Passage provided ->
◇ ◇ ◇ ◇

A participant shall make the preceding direction within 30 days of the date he
is notified of his eligibility to participate in the Plan.  A participant may
change such direction with respect to any future allocation, provided that the
change is made prior to the beginning of the fiscal year to which such
allocation relates.  Payment of a participant's allocation for the 1988 fiscal
year and of any allocations deferred under the Plan prior to such year shall be
made in accordance with the provisions of either or both of paragraphs (a) and
(b) above.  The Committee shall establish and maintain a Trust Account in
accordance with subsection 5.2 and for purposes of subsection 5.4, shall treat
such payment as if it were an allocation made for that fiscal year.

    5.2  SEPARATE ACCOUNTS.  The Committee will maintain two separate Accounts,
a "Deferred Account" and a "Trust Account," in the name of each participant. 
The Deferred Account shall be comprised of any allocations the payment of which
is deferred pursuant to subsection 5.1(c) and any adjustments made pursuant to
subsection 5.3.  The Trust Account shall be comprised of any allocations paid in
cash to a participant (including amounts paid to a participant's Grantor Trust)
pursuant to subsection 5.1(b) and any adjustments made pursuant to subsection
5.4.

    5.3  ADJUSTMENT OF DEFERRED ACCOUNTS.  As of the end of each fiscal year,
the Committee shall adjust each participant's Deferred Account as follows:
                                       7

    (a)  FIRST, charge an amount equal to any payments made to the participant
         during that year pursuant to subsections 5.11 or 5.12;

    (b)  NEXT, credit an amount equal to the allocation for that year that is
         deferred pursuant to subsection 5.1(c); and

    (c)  FINALLY, credit an amount equal to the Interest Accrual earned for
         that year pursuant to subsection 5.5.

    5.4  ADJUSTMENT OF TRUST ACCOUNTS.  As of the end of each fiscal year, the
Committee shall adjust each participant's Trust Account as follows:

    (a)  FIRST, charge an amount equal to the product of:  (i) any payments
         made to the participant during that year from the participant's
         Grantor Trust (other than distributions of trust earnings in excess of
         the Net Interest Accrual authorized by the administrator of the trust
         to provide for the Tax Gross Up under subsection 6.6); multiplied by
         (ii) a fraction, the numerator of which is the balance in the
         participant's Trust Account as of the end of the prior fiscal year and
         the denominator of which is the balance of the participant's Grantor
         Trust (as determined by the administrator of the trust) as of that
         same date;

    (b)  NEXT, credit an amount equal to the allocation for that year that is
         paid to the Participant (including the amount paid to the
         participant's Grantor Trust) pursuant to subsection 5.l(b); and

    (c)  FINALLY, credit an amount equal to the Interest Accrual earned for
         that Year pursuant to subsection 5.5.

◇ ◇ ◇ ◇

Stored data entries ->
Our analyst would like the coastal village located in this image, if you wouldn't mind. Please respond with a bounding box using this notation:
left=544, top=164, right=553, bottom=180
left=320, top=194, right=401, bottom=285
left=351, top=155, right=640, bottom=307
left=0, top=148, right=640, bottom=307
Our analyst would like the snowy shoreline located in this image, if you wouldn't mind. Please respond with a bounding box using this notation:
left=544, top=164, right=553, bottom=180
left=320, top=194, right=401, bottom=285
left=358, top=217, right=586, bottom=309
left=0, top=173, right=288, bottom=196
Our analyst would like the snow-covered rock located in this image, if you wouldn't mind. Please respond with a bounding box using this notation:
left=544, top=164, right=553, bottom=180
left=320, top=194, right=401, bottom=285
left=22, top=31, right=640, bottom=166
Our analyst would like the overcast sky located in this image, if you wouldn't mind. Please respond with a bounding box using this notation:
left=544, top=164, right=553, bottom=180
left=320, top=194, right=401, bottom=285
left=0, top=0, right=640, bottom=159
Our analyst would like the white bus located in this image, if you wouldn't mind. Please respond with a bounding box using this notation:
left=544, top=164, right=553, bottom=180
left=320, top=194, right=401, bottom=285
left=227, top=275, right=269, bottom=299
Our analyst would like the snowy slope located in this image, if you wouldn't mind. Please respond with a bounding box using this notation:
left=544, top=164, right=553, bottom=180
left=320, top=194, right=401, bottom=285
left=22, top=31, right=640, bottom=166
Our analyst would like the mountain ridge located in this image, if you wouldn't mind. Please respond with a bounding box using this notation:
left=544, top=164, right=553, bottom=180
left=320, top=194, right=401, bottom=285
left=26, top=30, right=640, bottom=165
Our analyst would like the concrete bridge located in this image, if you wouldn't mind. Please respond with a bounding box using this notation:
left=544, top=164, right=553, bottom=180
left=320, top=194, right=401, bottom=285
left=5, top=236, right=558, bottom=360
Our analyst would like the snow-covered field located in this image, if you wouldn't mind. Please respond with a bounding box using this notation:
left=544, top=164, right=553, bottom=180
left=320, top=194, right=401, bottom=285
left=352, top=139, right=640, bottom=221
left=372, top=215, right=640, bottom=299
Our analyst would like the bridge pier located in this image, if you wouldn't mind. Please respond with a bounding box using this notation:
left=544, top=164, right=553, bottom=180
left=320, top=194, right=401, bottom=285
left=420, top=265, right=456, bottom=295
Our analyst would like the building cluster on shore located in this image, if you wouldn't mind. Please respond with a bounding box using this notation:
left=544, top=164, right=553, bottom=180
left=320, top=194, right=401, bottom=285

◇ ◇ ◇ ◇

Direction -> Write out the plan text on participant accounts word for word, beginning at "A participant shall" and stopping after "that fiscal year.". These records play no part in the work.

Worked solution ->
A participant shall make the preceding direction within 30 days of the date he
is notified of his eligibility to participate in the Plan.  A participant may
change such direction with respect to any future allocation, provided that the
change is made prior to the beginning of the fiscal year to which such
allocation relates.  Payment of a participant's allocation for the 1988 fiscal
year and of any allocations deferred under the Plan prior to such year shall be
made in accordance with the provisions of either or both of paragraphs (a) and
(b) above.  The Committee shall establish and maintain a Trust Account in
accordance with subsection 5.2 and for purposes of subsection 5.4, shall treat
such payment as if it were an allocation made for that fiscal year.